Records provided:

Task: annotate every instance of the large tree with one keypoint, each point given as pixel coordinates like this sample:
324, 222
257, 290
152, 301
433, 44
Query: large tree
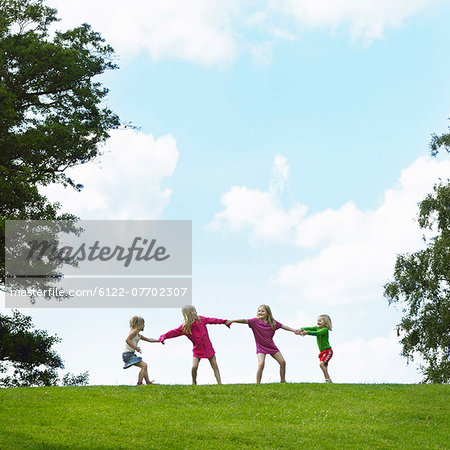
52, 112
422, 285
27, 357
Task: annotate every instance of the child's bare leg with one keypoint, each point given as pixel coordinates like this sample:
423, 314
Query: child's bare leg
215, 367
324, 366
143, 372
279, 358
195, 363
261, 361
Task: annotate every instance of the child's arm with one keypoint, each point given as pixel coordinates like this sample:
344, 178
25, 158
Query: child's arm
171, 334
285, 327
130, 342
214, 321
314, 331
245, 321
149, 339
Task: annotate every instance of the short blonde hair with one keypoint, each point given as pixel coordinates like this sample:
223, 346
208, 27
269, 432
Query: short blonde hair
327, 321
190, 317
270, 318
136, 322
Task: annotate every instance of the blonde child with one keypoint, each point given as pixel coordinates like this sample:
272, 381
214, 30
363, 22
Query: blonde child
264, 327
129, 356
324, 325
194, 328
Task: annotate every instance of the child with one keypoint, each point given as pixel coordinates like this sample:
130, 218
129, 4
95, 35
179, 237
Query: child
264, 327
194, 328
321, 332
129, 356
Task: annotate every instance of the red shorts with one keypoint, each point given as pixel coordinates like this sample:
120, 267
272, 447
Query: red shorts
326, 355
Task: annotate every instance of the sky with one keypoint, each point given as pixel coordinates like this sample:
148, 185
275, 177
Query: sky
294, 134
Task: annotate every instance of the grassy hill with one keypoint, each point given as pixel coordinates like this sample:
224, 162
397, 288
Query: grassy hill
229, 416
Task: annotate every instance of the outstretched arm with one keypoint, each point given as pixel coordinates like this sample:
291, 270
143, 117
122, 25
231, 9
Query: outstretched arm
285, 327
214, 321
245, 321
171, 334
130, 342
149, 339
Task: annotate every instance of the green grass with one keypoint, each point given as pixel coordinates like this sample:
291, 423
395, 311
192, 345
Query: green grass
230, 416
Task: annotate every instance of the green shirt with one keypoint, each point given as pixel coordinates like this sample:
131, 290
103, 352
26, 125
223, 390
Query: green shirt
321, 335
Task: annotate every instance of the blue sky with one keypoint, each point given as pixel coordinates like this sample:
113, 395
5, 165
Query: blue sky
294, 134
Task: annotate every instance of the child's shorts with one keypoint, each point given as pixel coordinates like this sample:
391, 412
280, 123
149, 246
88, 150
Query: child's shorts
326, 355
130, 358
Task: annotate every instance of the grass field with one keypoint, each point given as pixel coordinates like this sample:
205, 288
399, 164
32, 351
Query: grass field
231, 416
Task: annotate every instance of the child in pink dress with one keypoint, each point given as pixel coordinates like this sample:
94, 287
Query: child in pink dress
264, 327
194, 328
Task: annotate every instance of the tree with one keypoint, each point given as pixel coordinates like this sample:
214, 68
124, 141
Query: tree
26, 355
422, 285
52, 115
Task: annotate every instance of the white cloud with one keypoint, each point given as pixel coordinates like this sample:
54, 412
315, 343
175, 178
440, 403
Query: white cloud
216, 32
353, 250
196, 30
126, 181
364, 19
375, 360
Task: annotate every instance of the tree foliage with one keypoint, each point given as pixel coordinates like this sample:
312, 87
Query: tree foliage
52, 112
422, 285
27, 357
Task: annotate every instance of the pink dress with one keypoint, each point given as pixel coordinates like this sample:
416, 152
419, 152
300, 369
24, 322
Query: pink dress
198, 335
264, 335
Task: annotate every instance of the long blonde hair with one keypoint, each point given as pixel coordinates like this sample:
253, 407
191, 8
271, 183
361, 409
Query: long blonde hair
270, 318
327, 321
190, 317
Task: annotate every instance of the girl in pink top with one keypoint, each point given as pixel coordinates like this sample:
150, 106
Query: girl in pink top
264, 327
194, 328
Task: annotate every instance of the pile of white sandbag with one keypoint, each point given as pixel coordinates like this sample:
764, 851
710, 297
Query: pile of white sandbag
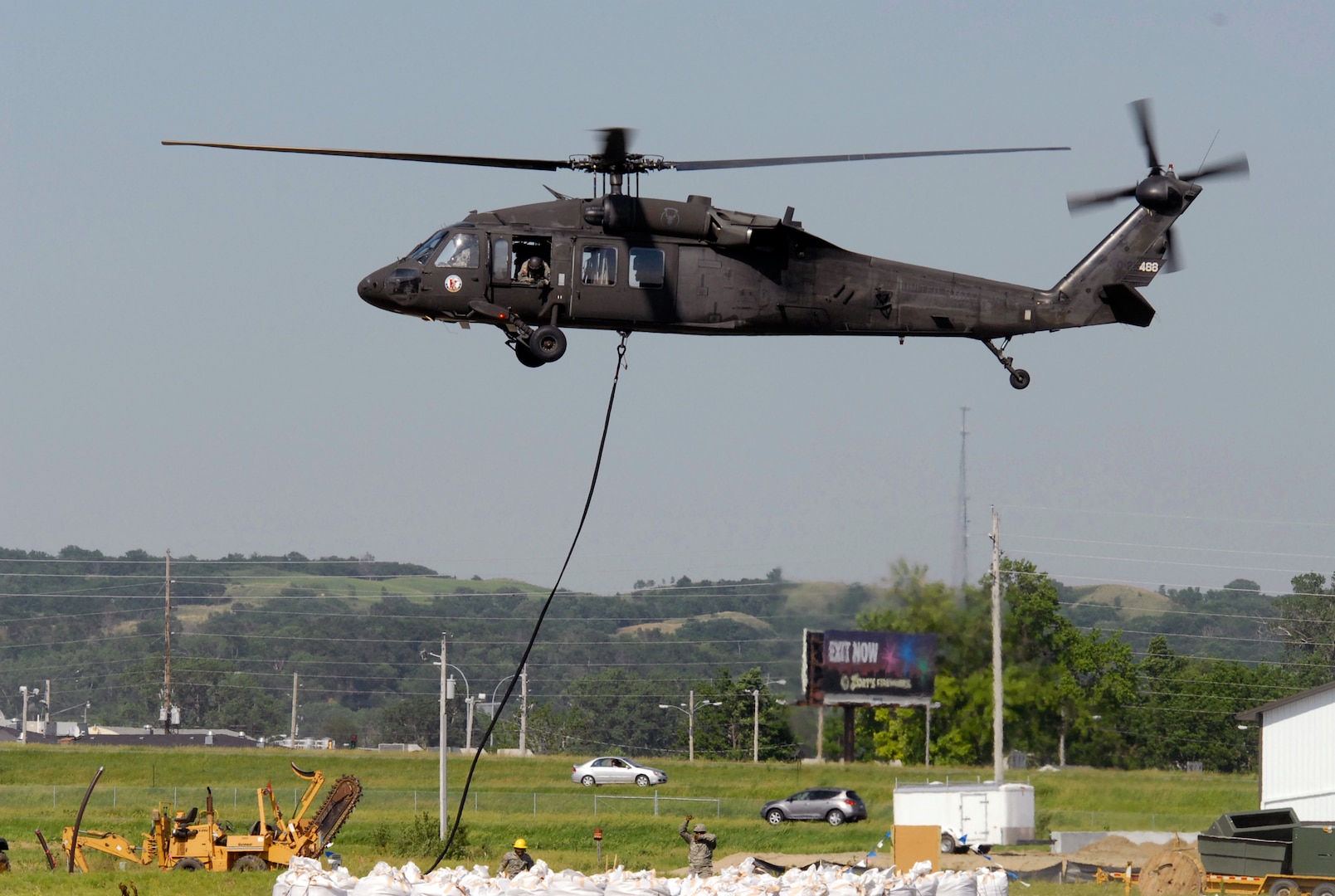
307, 878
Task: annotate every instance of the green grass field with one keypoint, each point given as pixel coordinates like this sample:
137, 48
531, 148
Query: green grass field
41, 786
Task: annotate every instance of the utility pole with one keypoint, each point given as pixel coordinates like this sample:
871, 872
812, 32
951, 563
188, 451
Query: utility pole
756, 728
999, 769
23, 733
524, 709
964, 499
690, 728
167, 663
293, 735
445, 687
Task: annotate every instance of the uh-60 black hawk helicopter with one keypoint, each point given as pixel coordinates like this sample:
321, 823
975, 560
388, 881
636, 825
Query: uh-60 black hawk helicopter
629, 263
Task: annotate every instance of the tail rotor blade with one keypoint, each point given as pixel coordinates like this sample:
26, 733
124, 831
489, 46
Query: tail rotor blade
1140, 109
1085, 201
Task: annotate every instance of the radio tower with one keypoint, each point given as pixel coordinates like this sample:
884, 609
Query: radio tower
962, 567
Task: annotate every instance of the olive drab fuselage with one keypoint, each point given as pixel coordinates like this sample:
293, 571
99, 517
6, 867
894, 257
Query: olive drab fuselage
649, 265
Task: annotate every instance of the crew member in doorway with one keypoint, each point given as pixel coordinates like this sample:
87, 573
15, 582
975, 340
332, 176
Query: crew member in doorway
534, 273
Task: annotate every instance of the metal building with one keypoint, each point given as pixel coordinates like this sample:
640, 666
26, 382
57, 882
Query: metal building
1297, 760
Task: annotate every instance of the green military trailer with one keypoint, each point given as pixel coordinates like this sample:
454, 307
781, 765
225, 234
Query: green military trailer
1269, 851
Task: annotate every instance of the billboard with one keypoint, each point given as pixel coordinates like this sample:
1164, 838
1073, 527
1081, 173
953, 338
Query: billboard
868, 668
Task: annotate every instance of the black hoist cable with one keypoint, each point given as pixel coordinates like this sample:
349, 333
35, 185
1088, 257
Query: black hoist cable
537, 626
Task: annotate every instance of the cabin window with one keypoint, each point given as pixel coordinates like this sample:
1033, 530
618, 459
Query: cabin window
646, 267
460, 250
425, 250
501, 260
600, 266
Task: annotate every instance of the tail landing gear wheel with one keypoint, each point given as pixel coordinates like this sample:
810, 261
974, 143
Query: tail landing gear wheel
548, 343
1019, 378
526, 355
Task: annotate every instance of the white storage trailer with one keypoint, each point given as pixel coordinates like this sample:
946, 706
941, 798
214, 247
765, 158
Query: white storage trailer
969, 815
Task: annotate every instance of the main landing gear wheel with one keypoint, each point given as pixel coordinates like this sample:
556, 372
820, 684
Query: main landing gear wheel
548, 343
1019, 378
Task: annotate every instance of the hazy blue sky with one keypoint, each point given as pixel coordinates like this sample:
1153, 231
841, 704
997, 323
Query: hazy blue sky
186, 363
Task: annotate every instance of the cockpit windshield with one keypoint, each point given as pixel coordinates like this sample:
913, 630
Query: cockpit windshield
460, 250
423, 250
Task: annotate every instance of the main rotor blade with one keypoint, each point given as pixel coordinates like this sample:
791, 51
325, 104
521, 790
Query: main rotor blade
484, 162
1232, 167
1082, 201
1140, 109
816, 159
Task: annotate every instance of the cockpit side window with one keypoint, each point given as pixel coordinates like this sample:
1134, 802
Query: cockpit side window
423, 251
460, 250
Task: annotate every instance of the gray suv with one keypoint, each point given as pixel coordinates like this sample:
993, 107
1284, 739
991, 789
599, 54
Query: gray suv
819, 804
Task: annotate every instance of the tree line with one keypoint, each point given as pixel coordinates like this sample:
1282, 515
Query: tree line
1076, 687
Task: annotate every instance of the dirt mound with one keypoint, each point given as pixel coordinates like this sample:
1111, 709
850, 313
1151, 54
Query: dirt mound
1172, 872
1115, 851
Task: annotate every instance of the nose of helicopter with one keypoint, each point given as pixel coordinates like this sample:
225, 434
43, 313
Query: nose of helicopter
368, 289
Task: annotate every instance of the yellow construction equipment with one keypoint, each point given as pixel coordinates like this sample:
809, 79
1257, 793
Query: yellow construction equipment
178, 843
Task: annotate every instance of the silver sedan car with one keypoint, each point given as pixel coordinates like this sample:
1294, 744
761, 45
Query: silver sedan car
616, 769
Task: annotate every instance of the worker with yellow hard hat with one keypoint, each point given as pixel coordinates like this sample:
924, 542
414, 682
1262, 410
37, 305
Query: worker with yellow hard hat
515, 860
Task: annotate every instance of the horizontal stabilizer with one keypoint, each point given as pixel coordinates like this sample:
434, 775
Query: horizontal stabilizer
1127, 304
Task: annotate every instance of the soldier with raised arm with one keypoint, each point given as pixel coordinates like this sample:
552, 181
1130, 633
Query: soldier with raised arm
699, 848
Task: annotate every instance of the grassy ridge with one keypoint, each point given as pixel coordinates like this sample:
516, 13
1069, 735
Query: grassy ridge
505, 791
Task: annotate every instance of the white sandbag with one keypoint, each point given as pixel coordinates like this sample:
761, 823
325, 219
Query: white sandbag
572, 883
383, 880
993, 883
925, 883
951, 883
306, 878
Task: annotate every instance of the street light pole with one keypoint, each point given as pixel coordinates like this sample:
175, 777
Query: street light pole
756, 728
443, 751
690, 728
690, 720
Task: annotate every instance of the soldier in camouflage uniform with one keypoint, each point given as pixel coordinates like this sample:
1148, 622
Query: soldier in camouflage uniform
701, 848
517, 860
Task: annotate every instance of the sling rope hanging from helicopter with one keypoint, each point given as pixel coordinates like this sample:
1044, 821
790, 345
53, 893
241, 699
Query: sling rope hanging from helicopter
537, 626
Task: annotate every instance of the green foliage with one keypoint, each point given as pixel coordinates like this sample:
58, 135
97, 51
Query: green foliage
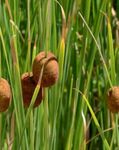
74, 114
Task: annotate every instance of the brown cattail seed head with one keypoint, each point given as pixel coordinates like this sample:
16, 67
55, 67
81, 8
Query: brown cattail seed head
51, 68
5, 95
28, 87
113, 99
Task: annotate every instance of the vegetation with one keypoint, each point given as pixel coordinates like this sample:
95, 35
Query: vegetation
84, 35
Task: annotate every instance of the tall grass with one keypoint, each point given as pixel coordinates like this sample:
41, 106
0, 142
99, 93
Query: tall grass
74, 114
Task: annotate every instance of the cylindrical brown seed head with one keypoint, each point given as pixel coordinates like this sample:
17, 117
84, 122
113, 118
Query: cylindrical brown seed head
113, 99
28, 87
51, 68
5, 95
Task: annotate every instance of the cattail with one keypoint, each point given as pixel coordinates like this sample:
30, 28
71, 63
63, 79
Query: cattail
5, 95
51, 68
28, 87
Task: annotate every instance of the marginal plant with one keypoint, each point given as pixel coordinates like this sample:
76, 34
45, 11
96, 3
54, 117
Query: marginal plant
51, 68
5, 95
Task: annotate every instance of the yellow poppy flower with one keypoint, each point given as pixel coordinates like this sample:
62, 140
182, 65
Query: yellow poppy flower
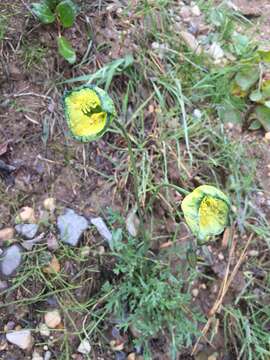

Problem statement: Scan the material above for lines holding "poppy" and copy each of them.

Answer box:
Task: annotate every instance of the yellow poppy flower with one keypoint, each point given as pixel coordinates like this sample:
Query: yellow poppy flower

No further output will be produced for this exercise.